**ROWS:**

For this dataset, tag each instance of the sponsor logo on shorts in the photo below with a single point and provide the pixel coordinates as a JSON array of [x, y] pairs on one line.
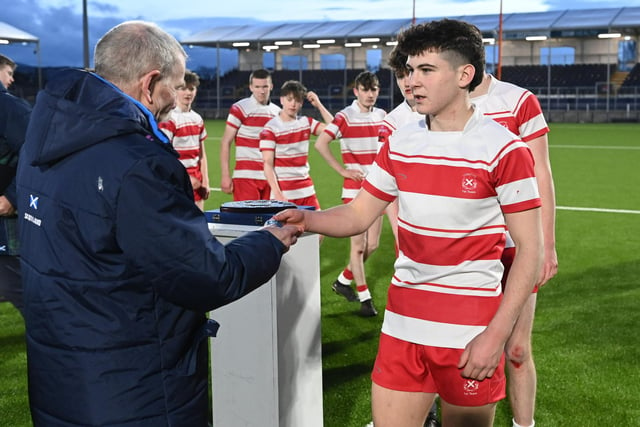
[[471, 387]]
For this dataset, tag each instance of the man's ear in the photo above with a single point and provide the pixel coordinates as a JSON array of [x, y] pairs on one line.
[[467, 73], [148, 83]]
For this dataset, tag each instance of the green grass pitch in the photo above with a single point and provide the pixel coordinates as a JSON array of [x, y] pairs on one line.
[[586, 334]]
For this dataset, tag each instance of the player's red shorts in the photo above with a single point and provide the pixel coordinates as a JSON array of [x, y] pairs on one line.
[[405, 366], [507, 260], [200, 192], [251, 189], [307, 201]]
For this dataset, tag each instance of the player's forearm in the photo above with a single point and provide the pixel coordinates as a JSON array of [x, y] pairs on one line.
[[338, 221], [548, 198], [521, 280]]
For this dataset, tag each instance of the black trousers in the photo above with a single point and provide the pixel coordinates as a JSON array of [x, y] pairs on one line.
[[11, 281]]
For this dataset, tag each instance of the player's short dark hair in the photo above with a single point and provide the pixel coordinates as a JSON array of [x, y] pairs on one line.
[[191, 79], [459, 40], [294, 88], [260, 73], [367, 80], [398, 62]]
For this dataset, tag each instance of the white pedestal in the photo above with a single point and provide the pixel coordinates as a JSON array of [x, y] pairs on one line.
[[266, 360]]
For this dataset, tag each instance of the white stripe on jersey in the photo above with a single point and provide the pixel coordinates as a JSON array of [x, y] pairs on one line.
[[487, 283], [439, 334]]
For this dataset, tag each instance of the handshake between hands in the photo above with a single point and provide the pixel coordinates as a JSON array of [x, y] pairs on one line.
[[286, 226]]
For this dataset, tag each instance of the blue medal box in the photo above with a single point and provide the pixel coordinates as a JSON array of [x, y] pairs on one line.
[[249, 212]]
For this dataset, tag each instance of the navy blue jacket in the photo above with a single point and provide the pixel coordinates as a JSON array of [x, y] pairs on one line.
[[118, 263], [14, 117]]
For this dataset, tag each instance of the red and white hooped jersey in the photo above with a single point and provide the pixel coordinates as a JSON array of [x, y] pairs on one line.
[[515, 108], [453, 189], [249, 117], [359, 135], [186, 131], [398, 117], [290, 141]]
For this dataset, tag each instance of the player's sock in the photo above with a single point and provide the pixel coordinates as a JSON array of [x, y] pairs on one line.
[[345, 277], [363, 292]]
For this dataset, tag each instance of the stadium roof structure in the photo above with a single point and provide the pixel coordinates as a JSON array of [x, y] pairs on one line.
[[558, 23], [11, 34]]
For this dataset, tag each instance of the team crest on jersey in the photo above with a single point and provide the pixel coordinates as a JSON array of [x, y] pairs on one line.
[[469, 183], [471, 387]]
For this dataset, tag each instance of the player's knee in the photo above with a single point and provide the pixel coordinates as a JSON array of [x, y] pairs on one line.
[[371, 247], [518, 353]]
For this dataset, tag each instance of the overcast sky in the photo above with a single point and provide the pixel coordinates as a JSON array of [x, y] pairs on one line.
[[58, 23]]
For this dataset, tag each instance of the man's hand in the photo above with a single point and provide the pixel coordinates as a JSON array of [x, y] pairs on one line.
[[287, 234], [6, 208], [293, 217]]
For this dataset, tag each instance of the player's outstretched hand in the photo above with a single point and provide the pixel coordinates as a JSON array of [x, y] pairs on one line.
[[287, 234], [294, 217]]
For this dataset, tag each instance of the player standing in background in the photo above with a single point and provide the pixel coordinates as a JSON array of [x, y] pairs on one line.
[[460, 179], [284, 143], [358, 128], [14, 118], [187, 133], [398, 117], [518, 110], [246, 119]]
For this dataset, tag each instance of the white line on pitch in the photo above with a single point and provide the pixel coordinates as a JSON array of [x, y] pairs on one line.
[[598, 147], [573, 208]]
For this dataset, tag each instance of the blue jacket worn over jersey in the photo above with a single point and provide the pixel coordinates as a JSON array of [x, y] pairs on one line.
[[119, 266], [14, 117]]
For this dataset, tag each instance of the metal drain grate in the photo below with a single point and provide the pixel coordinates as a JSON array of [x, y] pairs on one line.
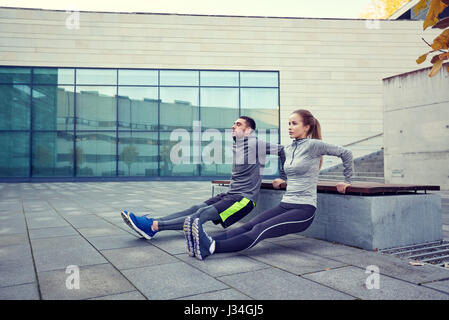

**DO THIS:** Copy every line of the data above word for word, in the same order. Leave the pictures out.

**REPLY TO THE TASK:**
For this dataset, tag each instance of the sponsor logo on shorts in the photo below with a single point and provide the pixel coordinates as a JSON array of [x, y] pairs on one line.
[[471, 387]]
For this dataset, tag each instance of the man's ear in the photo above with a single point and provide the pixel coordinates as a JSON array of [x, y] pairs on one line.
[[467, 73], [148, 83]]
For this dataset, tag each instance of the green grass pitch in the photo above with a single point and provide the pixel coordinates as a JSON array of [x, y] pairs on one line.
[[586, 334]]
For this dataset, tag each instance of the player's red shorts in the photo above with a single point and provide the pixel coordinates as a JSON array of [x, y] pairs on one line.
[[405, 366], [507, 260], [200, 192], [251, 189], [307, 201]]
For this dataset, tag each instance of the player's forearm in the photo above with a single point and provide the pixel coordinates as a JSON array of [x, y] pairs on one line.
[[338, 221], [548, 198], [521, 280]]
For this dataset, tag each instance of the black trousers in the photo above with a single point and provide the pixel coordinates as a JSON array of [x, y] pairs on one line.
[[11, 281]]
For this dataset, tag each instance of the player's short dark hair in the photo above with a single point and provide the pixel coordinates as a JSON array of [x, y] pairs on one line.
[[191, 79], [459, 40], [294, 88], [260, 73], [367, 80], [398, 62]]
For this dataset, tag each instance of the white pedestal in the photo above with a single point and provide the pixel coordinates as a JSON array of [x, y] pairs on one line.
[[266, 360]]
For this dataset, tag each instance of the white stripe on jersey in the photo above with a single point and provide the pixel coordinates as a JSON array of [x, y] pairs on one line.
[[487, 283], [439, 334]]
For this dataset, tag each instance of the handshake between hands in the photo above with a single point and provide the pixel coordinates as a JSON array of [x, y] pairs on one line.
[[286, 226]]
For this dataset, tag each instance of the blue medal box in the photo above with a single point and provide the pixel coordinates as a JSON array of [x, y] pairs on one line.
[[249, 212]]
For this dataset, tag each instance of the navy blue jacket in the photo above with a single point and provide the pixel coordinates as a JSON array of [x, y] pairs on one line.
[[118, 263], [14, 117]]
For this dataset, tag each instance of the red and white hooped jersey in the photo above with a single point and provide the pixel coordinates as a JSON array of [x, y] pairs on one line.
[[515, 108], [453, 189], [249, 117], [359, 135], [186, 131], [398, 117], [290, 141]]
For this dataset, tag each instance of the player's sock in the photo above with a single point and provide the pixel coordinates as a JSON array of [x, y] pairs on one line.
[[345, 277], [363, 292]]
For this dataset, tag each instance of the stadium roof structure in the photo above with a single point and provide the pixel coordinates as a JSON array of [x, y] pairs on one line.
[[558, 23], [11, 34]]
For this dataset, tag each instance of the team crest on jersey in the photo above with a single point and provide the pixel coordinates as a JSON array of [x, y] pairs on one line.
[[469, 183], [471, 387]]
For this dataset, tag each instance of the player's knee in the photo above with a single point and provide the pixel coordinates as a JSON array of [x, y] pairs on one line.
[[371, 247], [518, 353]]
For this dataset, tag each instance of the overcast sky in the photo above with a single point and provide the pixel coordinates as a JSON array of [x, y] pairs on one line.
[[58, 23]]
For this dataset, tag each instance of the man's hand in the photo above with a single point and provide the pixel coordinates as a JSON array of [x, y] pairs on one line.
[[287, 234], [6, 208], [293, 217]]
For this dataset, tag each instance of the player's outstretched hand in the photo above with a single point and provide the pixel coordinates as a JSON array of [x, y] pairs on one line.
[[287, 234], [294, 217]]
For this dataset, tag each instance of the player standing in background in the photo above with a single point and provide the pixel coordinates as a JSON array of [x, y] pairs on one line.
[[460, 179], [284, 143], [358, 128], [14, 118], [187, 133], [398, 117], [518, 110], [246, 119]]
For this dataset, tag each instance of the white line on pitch in the photo above with a single point and provide the pixel coordinates as a JSON array of [x, y] pairs on one line.
[[598, 147], [573, 208]]
For this dataset, tag each instance of the blue jacket worn over jersey in the photo above with a single point and provide the pixel coordinates as a JSON array of [x, y] pairs on one line.
[[119, 266], [14, 117]]
For this dataset, tag each instance of the metal drain grate in the photo below with a single point and provide the pixel coordinates as a JSON array of [x, y] pairs on one line.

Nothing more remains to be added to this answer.